ASSIGNMENT:
Reproduce exactly, from the line containing "Scan for blue-gray siding in the image above.", every line down to the end of the data below.

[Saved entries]
● ● ● ● ●

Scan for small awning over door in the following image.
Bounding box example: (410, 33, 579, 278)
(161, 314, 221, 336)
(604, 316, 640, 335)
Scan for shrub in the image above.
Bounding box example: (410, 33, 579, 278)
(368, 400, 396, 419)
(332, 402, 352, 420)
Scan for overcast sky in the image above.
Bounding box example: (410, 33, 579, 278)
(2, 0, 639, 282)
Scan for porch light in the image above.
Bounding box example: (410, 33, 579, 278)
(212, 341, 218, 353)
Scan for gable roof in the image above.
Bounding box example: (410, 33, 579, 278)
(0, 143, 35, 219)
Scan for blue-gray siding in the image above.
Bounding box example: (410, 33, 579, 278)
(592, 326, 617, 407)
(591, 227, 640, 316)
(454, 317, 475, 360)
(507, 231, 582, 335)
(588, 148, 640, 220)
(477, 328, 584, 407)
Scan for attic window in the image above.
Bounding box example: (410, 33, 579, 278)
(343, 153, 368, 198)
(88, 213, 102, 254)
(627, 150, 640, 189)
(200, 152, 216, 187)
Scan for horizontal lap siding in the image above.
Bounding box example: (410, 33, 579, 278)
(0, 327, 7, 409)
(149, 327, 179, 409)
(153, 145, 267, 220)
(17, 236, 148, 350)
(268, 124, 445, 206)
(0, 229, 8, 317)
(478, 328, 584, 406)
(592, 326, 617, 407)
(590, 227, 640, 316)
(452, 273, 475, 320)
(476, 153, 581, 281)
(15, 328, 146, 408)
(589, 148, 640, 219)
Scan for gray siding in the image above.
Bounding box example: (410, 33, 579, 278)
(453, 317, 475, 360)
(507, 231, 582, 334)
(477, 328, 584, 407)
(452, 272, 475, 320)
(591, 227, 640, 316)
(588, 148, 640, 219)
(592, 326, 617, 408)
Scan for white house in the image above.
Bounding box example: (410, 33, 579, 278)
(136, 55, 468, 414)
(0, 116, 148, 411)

● ● ● ● ●

SOLUTION FOR THIS TASK:
Scan for blue-gray siding in the image above.
Bounding box example: (410, 33, 579, 278)
(592, 326, 617, 407)
(591, 227, 640, 316)
(454, 317, 475, 360)
(507, 231, 582, 335)
(588, 148, 640, 220)
(477, 328, 584, 407)
Scan for attic window in the image above.
Bounding box example: (410, 33, 579, 278)
(343, 153, 368, 198)
(88, 213, 102, 254)
(627, 150, 640, 189)
(200, 152, 216, 187)
Scan for horizontal lap siding in the image above.
Bounding box example: (410, 33, 579, 278)
(0, 327, 7, 409)
(149, 327, 179, 409)
(153, 145, 267, 220)
(17, 236, 148, 350)
(268, 124, 445, 206)
(0, 229, 8, 317)
(478, 328, 584, 406)
(592, 326, 617, 407)
(590, 227, 640, 316)
(452, 273, 475, 320)
(476, 153, 581, 281)
(15, 328, 146, 408)
(589, 148, 640, 219)
Scan for gray siding in the image above.
Bounding box example: (410, 33, 579, 278)
(453, 317, 475, 360)
(507, 231, 582, 334)
(477, 328, 584, 407)
(452, 272, 475, 320)
(591, 227, 640, 316)
(588, 148, 640, 219)
(592, 326, 617, 408)
Scan for white house in the image above.
Bounding box example: (410, 33, 579, 278)
(136, 55, 468, 414)
(0, 116, 148, 411)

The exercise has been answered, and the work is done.